───── Input rows

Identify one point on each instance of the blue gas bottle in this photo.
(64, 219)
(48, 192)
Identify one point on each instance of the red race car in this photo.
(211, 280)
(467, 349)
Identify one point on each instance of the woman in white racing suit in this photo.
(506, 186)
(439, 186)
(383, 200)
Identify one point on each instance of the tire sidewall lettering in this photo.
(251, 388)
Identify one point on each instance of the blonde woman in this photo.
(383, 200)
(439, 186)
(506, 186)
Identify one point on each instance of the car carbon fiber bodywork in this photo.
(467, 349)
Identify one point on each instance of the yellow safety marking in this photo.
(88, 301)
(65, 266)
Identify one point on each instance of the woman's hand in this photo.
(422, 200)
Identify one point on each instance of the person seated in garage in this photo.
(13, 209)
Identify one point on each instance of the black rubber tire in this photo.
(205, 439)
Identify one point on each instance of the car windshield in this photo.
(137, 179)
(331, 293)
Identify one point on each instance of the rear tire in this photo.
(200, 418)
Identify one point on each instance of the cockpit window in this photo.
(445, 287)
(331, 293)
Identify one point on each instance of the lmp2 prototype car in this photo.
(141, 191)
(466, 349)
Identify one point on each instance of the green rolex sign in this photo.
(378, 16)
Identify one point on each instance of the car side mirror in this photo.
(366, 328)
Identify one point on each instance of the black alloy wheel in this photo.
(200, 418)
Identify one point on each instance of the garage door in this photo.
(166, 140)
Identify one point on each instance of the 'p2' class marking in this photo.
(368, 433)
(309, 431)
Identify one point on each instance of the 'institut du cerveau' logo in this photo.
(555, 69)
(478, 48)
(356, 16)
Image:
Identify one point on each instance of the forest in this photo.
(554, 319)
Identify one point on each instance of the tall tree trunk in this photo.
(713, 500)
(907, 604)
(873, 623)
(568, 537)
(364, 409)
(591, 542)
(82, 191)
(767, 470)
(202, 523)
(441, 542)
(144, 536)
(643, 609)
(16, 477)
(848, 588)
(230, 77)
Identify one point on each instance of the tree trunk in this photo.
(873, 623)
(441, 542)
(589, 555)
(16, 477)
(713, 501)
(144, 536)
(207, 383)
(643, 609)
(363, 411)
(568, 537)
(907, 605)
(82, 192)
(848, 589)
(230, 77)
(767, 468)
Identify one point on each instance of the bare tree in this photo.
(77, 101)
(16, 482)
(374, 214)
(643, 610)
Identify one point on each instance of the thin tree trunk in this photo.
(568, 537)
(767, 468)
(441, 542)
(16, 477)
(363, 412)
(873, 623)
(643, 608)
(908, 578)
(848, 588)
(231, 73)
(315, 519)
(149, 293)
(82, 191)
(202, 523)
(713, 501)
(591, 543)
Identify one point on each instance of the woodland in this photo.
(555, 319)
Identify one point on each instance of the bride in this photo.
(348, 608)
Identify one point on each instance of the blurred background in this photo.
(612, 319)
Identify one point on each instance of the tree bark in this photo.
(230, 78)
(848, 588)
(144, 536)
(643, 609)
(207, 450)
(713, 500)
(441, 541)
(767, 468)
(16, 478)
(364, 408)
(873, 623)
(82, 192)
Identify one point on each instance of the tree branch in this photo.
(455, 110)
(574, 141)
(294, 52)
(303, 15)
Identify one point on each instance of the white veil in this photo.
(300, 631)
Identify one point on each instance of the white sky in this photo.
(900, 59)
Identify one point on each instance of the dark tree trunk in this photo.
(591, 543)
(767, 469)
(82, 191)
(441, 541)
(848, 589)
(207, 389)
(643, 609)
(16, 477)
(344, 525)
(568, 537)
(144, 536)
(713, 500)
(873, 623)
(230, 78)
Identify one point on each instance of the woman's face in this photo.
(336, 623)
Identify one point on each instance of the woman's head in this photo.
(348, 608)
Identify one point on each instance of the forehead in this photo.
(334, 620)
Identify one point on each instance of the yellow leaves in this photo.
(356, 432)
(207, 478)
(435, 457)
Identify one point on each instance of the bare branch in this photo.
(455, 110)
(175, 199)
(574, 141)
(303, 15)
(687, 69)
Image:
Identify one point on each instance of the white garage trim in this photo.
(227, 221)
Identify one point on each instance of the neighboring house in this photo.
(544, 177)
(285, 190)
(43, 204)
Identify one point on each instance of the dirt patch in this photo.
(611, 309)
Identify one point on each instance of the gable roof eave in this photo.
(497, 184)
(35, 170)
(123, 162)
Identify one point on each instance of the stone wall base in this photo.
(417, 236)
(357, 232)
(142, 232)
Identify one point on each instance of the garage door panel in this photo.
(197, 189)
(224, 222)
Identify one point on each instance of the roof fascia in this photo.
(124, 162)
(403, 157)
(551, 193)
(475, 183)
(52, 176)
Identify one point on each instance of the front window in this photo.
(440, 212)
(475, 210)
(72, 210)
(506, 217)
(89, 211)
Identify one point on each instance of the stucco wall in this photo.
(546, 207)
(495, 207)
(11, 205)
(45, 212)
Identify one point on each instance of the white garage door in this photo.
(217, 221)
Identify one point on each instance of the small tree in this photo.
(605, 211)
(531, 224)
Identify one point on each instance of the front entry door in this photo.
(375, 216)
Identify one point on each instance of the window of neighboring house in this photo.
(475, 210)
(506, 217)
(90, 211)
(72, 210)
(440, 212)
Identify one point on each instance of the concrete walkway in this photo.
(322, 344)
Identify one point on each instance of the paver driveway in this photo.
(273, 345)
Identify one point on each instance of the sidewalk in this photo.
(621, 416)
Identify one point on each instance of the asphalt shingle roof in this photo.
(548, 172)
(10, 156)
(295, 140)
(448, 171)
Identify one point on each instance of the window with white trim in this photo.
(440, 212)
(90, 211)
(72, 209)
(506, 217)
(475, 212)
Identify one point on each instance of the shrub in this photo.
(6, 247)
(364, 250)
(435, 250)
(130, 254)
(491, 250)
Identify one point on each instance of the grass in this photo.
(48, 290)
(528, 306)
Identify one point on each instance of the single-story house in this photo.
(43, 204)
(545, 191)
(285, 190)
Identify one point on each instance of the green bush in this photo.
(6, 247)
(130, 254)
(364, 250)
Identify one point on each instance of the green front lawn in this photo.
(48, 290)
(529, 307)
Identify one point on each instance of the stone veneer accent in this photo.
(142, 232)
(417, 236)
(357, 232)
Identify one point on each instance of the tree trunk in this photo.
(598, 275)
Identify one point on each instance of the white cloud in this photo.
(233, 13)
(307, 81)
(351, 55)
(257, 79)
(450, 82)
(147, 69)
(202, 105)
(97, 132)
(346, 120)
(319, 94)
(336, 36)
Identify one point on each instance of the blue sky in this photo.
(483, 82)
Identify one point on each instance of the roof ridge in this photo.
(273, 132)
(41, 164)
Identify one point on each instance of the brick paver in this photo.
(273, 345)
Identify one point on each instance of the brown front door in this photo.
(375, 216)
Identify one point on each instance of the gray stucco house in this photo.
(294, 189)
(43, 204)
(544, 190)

──────────

§ **Stated task**
Rewrite the lines starting with the line that contains "Identify one point on each instance of the single-story" and going on through the last line, substituting "shrub" for "bush" and leaving everything else unchanged.

§ **Task solution**
Identify one point on each instance of the single-story house in this photo.
(43, 204)
(545, 191)
(285, 190)
Identify one point on each instance of the green shrub in this photo.
(6, 247)
(130, 254)
(364, 250)
Identify one point on each instance of the green front lawn in this photo.
(48, 290)
(529, 307)
Identify one point on each instance of the stone veneer accent in this photo.
(142, 232)
(417, 236)
(357, 232)
Identify one point on each instance of the tree trunk in this photo.
(598, 275)
Identify one point on each instance of the white cloud in this photo.
(233, 13)
(307, 81)
(351, 55)
(257, 79)
(450, 82)
(147, 69)
(202, 105)
(97, 132)
(346, 120)
(319, 94)
(336, 36)
Identify one point on each instance of the blue sky in this photo.
(483, 82)
Identify one point on each instance of the roof ridge in this photo.
(273, 132)
(41, 164)
Identify one point on each instance of the brick paver in this photo.
(273, 345)
Identify one point on each instance of the brown front door in this photo.
(375, 216)
Identify one point on each instance of the gray stucco house in this photo.
(294, 189)
(43, 204)
(544, 190)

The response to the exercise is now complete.